Requirement: Pick out each line below that contains the word "butterfly", and copy those lines.

%%

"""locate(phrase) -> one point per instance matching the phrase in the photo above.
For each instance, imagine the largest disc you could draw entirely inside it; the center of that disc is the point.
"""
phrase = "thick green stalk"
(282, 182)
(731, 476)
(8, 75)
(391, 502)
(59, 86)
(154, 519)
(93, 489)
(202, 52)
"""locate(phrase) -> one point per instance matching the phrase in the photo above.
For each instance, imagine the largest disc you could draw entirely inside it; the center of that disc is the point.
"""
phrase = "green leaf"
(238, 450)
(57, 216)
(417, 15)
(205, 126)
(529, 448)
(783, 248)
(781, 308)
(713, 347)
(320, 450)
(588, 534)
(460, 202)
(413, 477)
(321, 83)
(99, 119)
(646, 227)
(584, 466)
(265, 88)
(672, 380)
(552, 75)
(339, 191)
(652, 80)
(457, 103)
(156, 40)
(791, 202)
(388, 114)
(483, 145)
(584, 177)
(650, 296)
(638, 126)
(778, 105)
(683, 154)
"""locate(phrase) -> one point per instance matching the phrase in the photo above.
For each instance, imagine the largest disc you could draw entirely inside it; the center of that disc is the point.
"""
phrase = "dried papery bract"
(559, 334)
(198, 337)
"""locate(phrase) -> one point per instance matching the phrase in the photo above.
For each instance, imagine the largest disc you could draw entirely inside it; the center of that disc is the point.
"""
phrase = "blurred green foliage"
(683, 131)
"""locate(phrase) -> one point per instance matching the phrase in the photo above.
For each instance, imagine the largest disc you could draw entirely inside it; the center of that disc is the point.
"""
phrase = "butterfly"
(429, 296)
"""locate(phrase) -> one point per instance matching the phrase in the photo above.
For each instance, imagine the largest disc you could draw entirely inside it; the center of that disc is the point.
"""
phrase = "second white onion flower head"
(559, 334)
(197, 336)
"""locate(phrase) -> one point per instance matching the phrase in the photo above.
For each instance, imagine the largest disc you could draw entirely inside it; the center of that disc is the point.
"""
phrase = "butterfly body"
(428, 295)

%%
%%

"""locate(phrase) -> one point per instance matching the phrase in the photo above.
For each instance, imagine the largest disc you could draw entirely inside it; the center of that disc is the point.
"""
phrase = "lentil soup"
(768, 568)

%%

Expected answer:
phrase = "butterfly"
phrase = "butterfly body"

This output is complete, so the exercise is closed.